◆ EXTRACT PROVIDED
┌──

LAKELAND, Fla. -- For the second consecutive year, Casey Mize begins his season wearing a Tigers uniform here as part of Major League camp. By season’s end, he could be wearing the Olde English D again for his big league debut.
“Being a big leaguer is something I’ve been looking forward to forever,” he said. “I’m close, and there’s still a ton of work to be done between now and then, so I’m really just focused on that. I’m looking forward to when that day comes.”
The right-hander has put himself in as good of a position as he can. He waited on his throwing program this offseason, he said, to give his arm a rest. He added physical therapy to his training to prepare his hip flexor and shoulder. His wife has helped keep him on his nutrition program, even before they got married in November.
Mize worked on pitching, too. He put his pitches, including his slurve, in front of high-speed cameras and Rapsodo machines to create more refinement.

└──

◆ AVAILABLE DATA

┌──

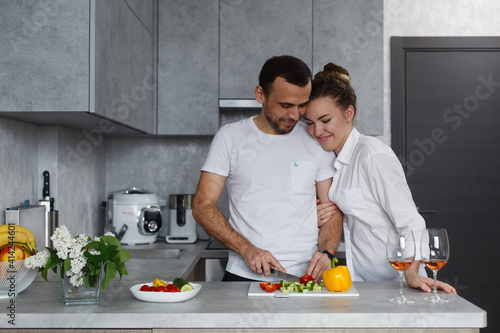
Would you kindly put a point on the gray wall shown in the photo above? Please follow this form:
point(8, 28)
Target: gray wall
point(76, 168)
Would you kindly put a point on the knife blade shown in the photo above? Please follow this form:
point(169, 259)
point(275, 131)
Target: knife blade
point(284, 276)
point(46, 185)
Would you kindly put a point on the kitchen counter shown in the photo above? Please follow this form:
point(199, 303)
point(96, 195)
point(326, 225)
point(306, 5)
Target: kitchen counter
point(226, 305)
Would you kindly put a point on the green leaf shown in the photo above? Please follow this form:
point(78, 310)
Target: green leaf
point(93, 244)
point(106, 250)
point(110, 271)
point(66, 265)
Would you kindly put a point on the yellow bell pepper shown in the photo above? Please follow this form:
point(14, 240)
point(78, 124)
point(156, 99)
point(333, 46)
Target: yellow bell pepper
point(337, 278)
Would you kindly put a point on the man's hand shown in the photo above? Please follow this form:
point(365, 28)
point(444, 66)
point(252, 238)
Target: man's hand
point(318, 264)
point(325, 211)
point(422, 282)
point(261, 261)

└──

◆ WORK REQUEST
Answer these questions about the article on Casey Mize:
(a) In what city does Mize begin his season at Major League camp?
(b) What did he add to his training to prepare his hip flexor and shoulder?
(c) Which pitch is named as one he put in front of high-speed cameras and Rapsodo machines?

◆ FINAL ANSWER
(a) Lakeland, Florida
(b) Physical therapy
(c) His slurve